全3巻で、愛蔵版と文庫版があり、わたしは文庫版を購入しました(とりあえず1のみ)。
絵本ではなく、挿絵つきの童話集で、グリム童話の奥深さをじっくり味わうことができます。 第1巻には、「ラプンツェル」「ヘンゼルとグレーテル」「灰かぶり」「七羽のカラス」など35篇が収められ、文庫版でもカラー挿絵が多数付されているのが、ありがたいです。 グリム童話は、数多くの無名の人たちによって語りつがれてきたものを、グリム兄弟が編纂したもの。 「フィッチャーの鳥」「ネズの木の話」など、多くの人々の心の結晶であるおはなしの数々は、ときに驚くほど残酷です。 人生の何たるかが凝縮されたような物語を、ホフマンの芸術的な絵が彩ります。 →Amazon「グリムの昔話」 |
「つぐみのひげの王さま」グリム童話フェリクス・ホフマン 絵/大塚勇三 訳(ペンギン社) |
美人だけれども、気ぐらいが高くて、うぬぼれやのおひめさま。
だれが結婚を申し込んできても気に入らず、相手をばかにして、からかいます。
ある時、求婚者がたくさん招かれた大宴会で、おひめさまは、あごがちょっと曲がっている、人のいい王さまを、「この人のあご、まるでつぐみのくちばしみたい!」と言って笑いました。
その時からこの王さまは、《ツグミヒゲ》と呼ばれるようになったのです。
娘のそんな態度に、腹をたてた父王さまは…。 グリム童話の一篇。バーナデット・ワッツも、同じ物語に絵をつけています。 女の子なら、ワッツの絵本が気に入るでしょうし、こちらホフマンの絵本は、古典的な雰囲気が何ともいえず素敵。正統派の一冊、といった感じです。 ホフマンの、描きこみすぎないのに、多くを物語ってくれる、芸術的な絵。 描線のひとつひとつが、物語の秘密を語りかけてくるようで、何度眺めても見飽きることがありません。 →Amazon「つぐみのひげの王さま―グリム童話」 |
「ねむりひめ」グリム童話フェリクス・ホフマン 絵/せた ていじ 訳(福音館書店) |
なかなか子どものできなかった王さまとお妃さまとの間に、やっと生まれた、かわいらしい女の子。
喜んだ王さまは、お祝いの宴会をひらきますが、その国に13人いる「うらないおんな」たちのうち、招かれたのは12人だけ。
人に運を授ける力をもつ12人の「うらないおんな」たちは、姫にひとつずつ、ふしぎな贈り物をします。
ところが宴会に招かれなかった一人があらわれて、姫におそろしい呪いをかけてしまうのです…。

» **課題 1**
記録の中から「small」という語を含む行をすべて探し、一行ずつ書き写してください。大文字と小文字は区別します。
抜粋と記録は互いに無関係です。

» **提供された記録**
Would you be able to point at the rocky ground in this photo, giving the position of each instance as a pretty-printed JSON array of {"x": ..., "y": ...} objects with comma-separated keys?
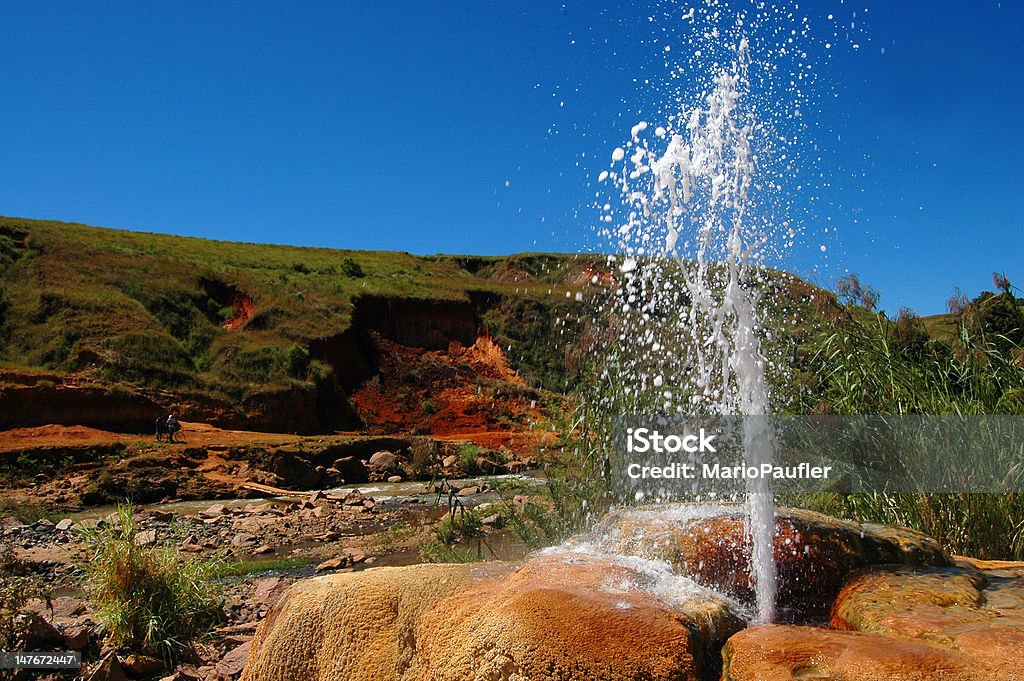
[
  {"x": 271, "y": 543},
  {"x": 272, "y": 508}
]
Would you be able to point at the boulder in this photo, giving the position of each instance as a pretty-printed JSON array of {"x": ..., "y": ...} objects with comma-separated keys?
[
  {"x": 383, "y": 461},
  {"x": 351, "y": 469},
  {"x": 76, "y": 637},
  {"x": 814, "y": 553},
  {"x": 136, "y": 665},
  {"x": 235, "y": 661},
  {"x": 109, "y": 669}
]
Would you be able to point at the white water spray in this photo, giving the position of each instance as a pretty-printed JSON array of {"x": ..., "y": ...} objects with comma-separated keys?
[{"x": 689, "y": 210}]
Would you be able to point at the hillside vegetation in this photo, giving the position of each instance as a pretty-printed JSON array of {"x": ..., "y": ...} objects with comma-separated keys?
[{"x": 225, "y": 318}]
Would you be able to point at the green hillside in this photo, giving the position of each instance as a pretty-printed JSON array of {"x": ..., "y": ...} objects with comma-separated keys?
[{"x": 189, "y": 313}]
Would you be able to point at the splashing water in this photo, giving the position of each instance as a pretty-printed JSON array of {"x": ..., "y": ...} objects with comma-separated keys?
[{"x": 690, "y": 240}]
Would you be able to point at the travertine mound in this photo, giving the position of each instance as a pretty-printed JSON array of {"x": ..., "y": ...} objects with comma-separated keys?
[
  {"x": 979, "y": 613},
  {"x": 559, "y": 616},
  {"x": 814, "y": 553},
  {"x": 780, "y": 652},
  {"x": 352, "y": 627}
]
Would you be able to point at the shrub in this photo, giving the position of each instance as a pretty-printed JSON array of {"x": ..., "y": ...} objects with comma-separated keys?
[
  {"x": 351, "y": 268},
  {"x": 15, "y": 591},
  {"x": 152, "y": 599},
  {"x": 467, "y": 456}
]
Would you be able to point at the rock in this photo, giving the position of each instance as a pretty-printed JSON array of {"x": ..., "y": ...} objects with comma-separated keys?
[
  {"x": 977, "y": 612},
  {"x": 488, "y": 466},
  {"x": 777, "y": 652},
  {"x": 40, "y": 633},
  {"x": 10, "y": 522},
  {"x": 556, "y": 619},
  {"x": 145, "y": 538},
  {"x": 109, "y": 669},
  {"x": 382, "y": 461},
  {"x": 242, "y": 538},
  {"x": 268, "y": 591},
  {"x": 76, "y": 637},
  {"x": 496, "y": 521},
  {"x": 352, "y": 470},
  {"x": 235, "y": 661},
  {"x": 136, "y": 665},
  {"x": 61, "y": 607},
  {"x": 332, "y": 563},
  {"x": 214, "y": 512},
  {"x": 814, "y": 553}
]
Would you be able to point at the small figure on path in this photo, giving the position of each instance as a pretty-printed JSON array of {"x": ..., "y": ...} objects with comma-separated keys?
[{"x": 167, "y": 425}]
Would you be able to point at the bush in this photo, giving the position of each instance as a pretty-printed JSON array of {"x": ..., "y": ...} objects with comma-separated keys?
[
  {"x": 15, "y": 591},
  {"x": 467, "y": 456},
  {"x": 351, "y": 268},
  {"x": 154, "y": 600}
]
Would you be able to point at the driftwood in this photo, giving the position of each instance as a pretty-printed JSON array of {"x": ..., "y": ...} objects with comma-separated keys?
[{"x": 291, "y": 494}]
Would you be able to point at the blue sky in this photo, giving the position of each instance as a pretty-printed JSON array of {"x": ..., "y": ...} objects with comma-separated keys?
[{"x": 477, "y": 127}]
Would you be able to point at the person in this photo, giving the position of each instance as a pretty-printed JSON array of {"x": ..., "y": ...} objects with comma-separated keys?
[{"x": 172, "y": 426}]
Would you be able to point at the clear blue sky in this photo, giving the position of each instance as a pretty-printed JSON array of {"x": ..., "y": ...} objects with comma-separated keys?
[{"x": 396, "y": 125}]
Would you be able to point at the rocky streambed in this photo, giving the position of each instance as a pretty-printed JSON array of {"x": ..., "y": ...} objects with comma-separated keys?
[
  {"x": 660, "y": 593},
  {"x": 265, "y": 545}
]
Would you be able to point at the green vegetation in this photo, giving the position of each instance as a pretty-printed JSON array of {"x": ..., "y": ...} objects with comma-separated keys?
[
  {"x": 965, "y": 363},
  {"x": 154, "y": 600},
  {"x": 844, "y": 358},
  {"x": 218, "y": 317},
  {"x": 467, "y": 456},
  {"x": 16, "y": 589}
]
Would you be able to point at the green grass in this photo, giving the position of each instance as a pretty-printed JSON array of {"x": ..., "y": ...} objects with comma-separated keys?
[
  {"x": 154, "y": 600},
  {"x": 245, "y": 566},
  {"x": 17, "y": 587},
  {"x": 150, "y": 309}
]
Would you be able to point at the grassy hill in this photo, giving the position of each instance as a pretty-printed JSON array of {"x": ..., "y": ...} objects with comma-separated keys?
[
  {"x": 257, "y": 325},
  {"x": 218, "y": 316}
]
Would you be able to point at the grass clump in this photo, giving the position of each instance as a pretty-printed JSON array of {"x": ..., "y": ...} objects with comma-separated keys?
[
  {"x": 150, "y": 599},
  {"x": 16, "y": 589}
]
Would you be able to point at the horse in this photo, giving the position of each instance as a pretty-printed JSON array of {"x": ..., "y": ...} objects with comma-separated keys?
[{"x": 167, "y": 425}]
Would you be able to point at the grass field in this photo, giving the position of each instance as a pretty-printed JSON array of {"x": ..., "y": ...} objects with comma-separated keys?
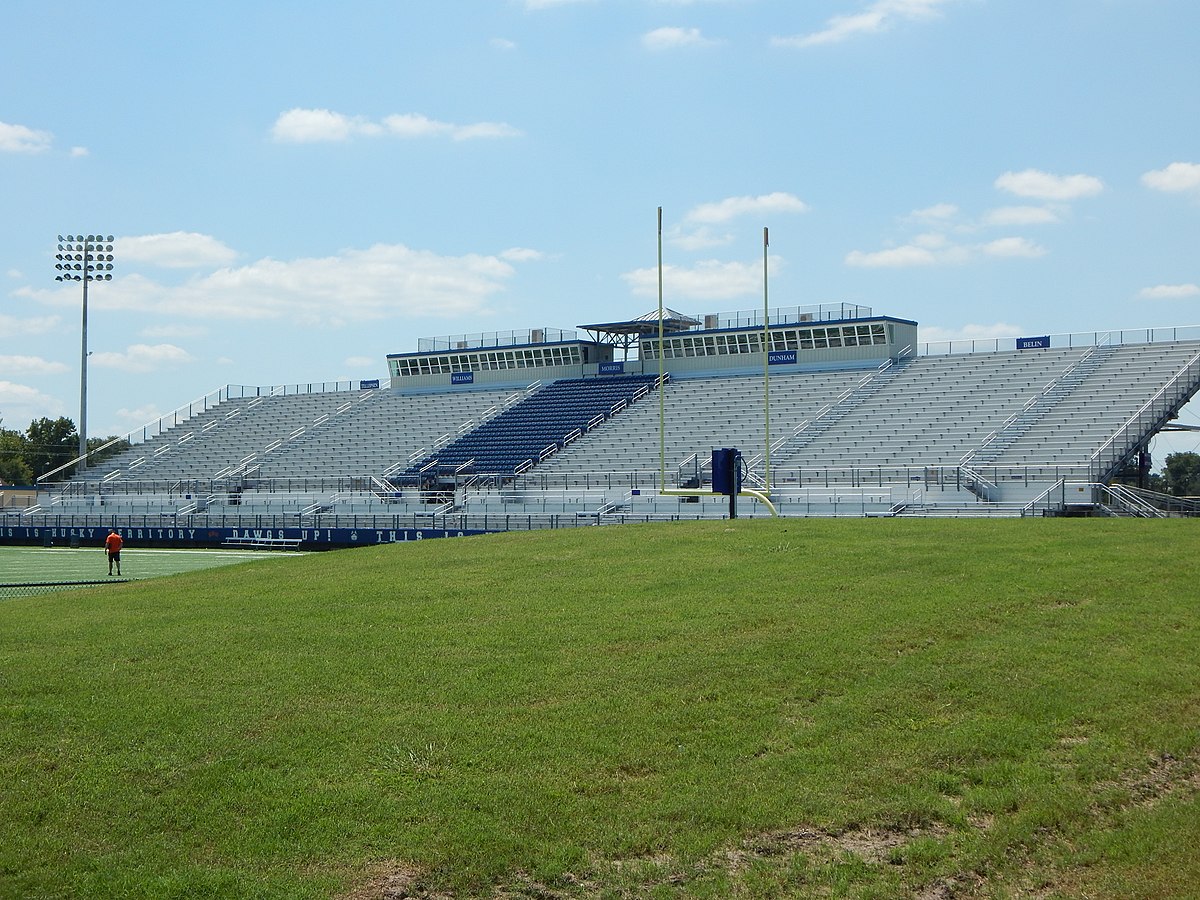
[
  {"x": 864, "y": 708},
  {"x": 65, "y": 564}
]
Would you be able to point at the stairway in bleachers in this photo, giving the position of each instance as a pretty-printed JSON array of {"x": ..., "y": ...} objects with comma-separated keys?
[{"x": 541, "y": 425}]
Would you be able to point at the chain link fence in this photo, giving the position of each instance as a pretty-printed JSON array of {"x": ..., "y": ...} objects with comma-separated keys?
[{"x": 19, "y": 589}]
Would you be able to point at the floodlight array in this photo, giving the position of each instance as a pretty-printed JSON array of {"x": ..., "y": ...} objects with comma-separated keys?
[{"x": 84, "y": 258}]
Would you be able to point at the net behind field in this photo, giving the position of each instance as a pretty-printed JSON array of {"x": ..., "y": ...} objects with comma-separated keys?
[{"x": 31, "y": 570}]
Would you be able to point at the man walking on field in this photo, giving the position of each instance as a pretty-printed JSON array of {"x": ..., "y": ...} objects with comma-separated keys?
[{"x": 113, "y": 549}]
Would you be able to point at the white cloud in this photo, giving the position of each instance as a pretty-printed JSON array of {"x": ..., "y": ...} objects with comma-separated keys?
[
  {"x": 177, "y": 250},
  {"x": 143, "y": 358},
  {"x": 21, "y": 405},
  {"x": 709, "y": 280},
  {"x": 937, "y": 213},
  {"x": 1013, "y": 249},
  {"x": 1012, "y": 216},
  {"x": 381, "y": 282},
  {"x": 174, "y": 331},
  {"x": 937, "y": 250},
  {"x": 551, "y": 4},
  {"x": 875, "y": 18},
  {"x": 733, "y": 207},
  {"x": 301, "y": 126},
  {"x": 893, "y": 258},
  {"x": 1169, "y": 292},
  {"x": 13, "y": 327},
  {"x": 1044, "y": 186},
  {"x": 522, "y": 255},
  {"x": 309, "y": 126},
  {"x": 27, "y": 366},
  {"x": 1176, "y": 178},
  {"x": 935, "y": 334},
  {"x": 697, "y": 239},
  {"x": 665, "y": 39},
  {"x": 484, "y": 130},
  {"x": 22, "y": 139}
]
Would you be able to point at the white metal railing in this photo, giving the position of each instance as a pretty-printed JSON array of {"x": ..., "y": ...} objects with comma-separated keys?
[{"x": 1108, "y": 455}]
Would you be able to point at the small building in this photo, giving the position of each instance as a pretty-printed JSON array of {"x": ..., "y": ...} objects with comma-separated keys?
[{"x": 796, "y": 339}]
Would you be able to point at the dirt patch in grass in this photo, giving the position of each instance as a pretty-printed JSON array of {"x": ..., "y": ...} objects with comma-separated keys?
[{"x": 1165, "y": 777}]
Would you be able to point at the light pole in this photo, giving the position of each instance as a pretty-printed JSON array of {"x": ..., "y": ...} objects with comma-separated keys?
[{"x": 84, "y": 258}]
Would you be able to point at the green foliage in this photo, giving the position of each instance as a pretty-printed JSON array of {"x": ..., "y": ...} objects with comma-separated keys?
[
  {"x": 1181, "y": 474},
  {"x": 51, "y": 443},
  {"x": 863, "y": 708},
  {"x": 47, "y": 444},
  {"x": 13, "y": 467}
]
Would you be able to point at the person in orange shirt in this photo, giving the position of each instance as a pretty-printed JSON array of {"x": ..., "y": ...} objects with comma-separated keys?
[{"x": 113, "y": 547}]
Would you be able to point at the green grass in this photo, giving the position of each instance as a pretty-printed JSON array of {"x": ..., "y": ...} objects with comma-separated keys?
[
  {"x": 757, "y": 708},
  {"x": 49, "y": 564}
]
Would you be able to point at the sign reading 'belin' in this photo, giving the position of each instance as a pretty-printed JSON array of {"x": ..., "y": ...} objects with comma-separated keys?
[{"x": 1033, "y": 343}]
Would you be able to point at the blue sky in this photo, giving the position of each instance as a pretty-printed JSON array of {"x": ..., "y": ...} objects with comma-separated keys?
[{"x": 299, "y": 189}]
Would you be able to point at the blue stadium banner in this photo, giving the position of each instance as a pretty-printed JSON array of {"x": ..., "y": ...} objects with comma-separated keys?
[{"x": 225, "y": 537}]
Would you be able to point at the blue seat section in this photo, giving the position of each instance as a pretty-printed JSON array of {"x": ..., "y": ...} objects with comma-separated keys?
[{"x": 523, "y": 432}]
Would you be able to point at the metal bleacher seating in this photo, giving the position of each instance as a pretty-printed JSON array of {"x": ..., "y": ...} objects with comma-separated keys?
[{"x": 843, "y": 442}]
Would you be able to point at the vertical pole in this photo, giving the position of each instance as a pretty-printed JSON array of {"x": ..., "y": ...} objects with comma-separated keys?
[
  {"x": 766, "y": 365},
  {"x": 83, "y": 364},
  {"x": 663, "y": 439}
]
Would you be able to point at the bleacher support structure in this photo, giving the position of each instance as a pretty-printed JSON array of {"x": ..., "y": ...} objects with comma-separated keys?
[{"x": 990, "y": 432}]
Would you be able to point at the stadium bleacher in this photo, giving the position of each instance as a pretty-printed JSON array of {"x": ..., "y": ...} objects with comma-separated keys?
[{"x": 999, "y": 431}]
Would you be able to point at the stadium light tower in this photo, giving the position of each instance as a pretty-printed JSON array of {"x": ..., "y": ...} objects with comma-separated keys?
[{"x": 84, "y": 258}]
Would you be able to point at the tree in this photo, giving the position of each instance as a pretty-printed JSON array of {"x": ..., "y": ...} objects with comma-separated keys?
[
  {"x": 13, "y": 468},
  {"x": 1181, "y": 474},
  {"x": 51, "y": 443}
]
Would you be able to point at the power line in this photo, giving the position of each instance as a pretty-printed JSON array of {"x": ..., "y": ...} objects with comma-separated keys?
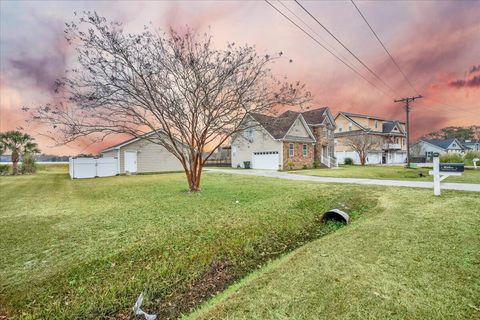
[
  {"x": 447, "y": 107},
  {"x": 385, "y": 48},
  {"x": 407, "y": 101},
  {"x": 346, "y": 48},
  {"x": 329, "y": 51},
  {"x": 314, "y": 31}
]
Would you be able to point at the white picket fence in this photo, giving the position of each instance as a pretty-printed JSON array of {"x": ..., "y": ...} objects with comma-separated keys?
[{"x": 80, "y": 168}]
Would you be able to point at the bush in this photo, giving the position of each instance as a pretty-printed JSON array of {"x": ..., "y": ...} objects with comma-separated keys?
[
  {"x": 451, "y": 158},
  {"x": 469, "y": 156},
  {"x": 290, "y": 164},
  {"x": 28, "y": 164},
  {"x": 4, "y": 169}
]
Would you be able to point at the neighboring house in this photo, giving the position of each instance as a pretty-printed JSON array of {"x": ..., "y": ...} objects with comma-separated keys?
[
  {"x": 426, "y": 148},
  {"x": 295, "y": 138},
  {"x": 138, "y": 155},
  {"x": 391, "y": 133},
  {"x": 473, "y": 145},
  {"x": 221, "y": 157}
]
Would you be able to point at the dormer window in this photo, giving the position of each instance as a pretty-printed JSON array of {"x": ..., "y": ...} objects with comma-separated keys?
[{"x": 248, "y": 134}]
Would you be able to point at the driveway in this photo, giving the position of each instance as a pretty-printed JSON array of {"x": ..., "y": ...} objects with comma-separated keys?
[{"x": 377, "y": 182}]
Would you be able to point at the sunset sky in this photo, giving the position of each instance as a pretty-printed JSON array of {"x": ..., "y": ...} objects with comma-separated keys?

» **課題 2**
抜粋で紹介されているグリム童話集の第1巻には、何篇のおはなしが収められていますか。

» **回答 1**
Would you be able to point at the small figure on path in this photo, giving the position of each instance as a pretty-printed JSON array of {"x": ..., "y": ...} objects with comma-separated keys?
Would you be able to point at the small building in this photo, giving the position of each instance as a pretty-printed JSON array of {"x": ..., "y": ...} objects with comma-separated keys?

» **回答 2**
35篇です。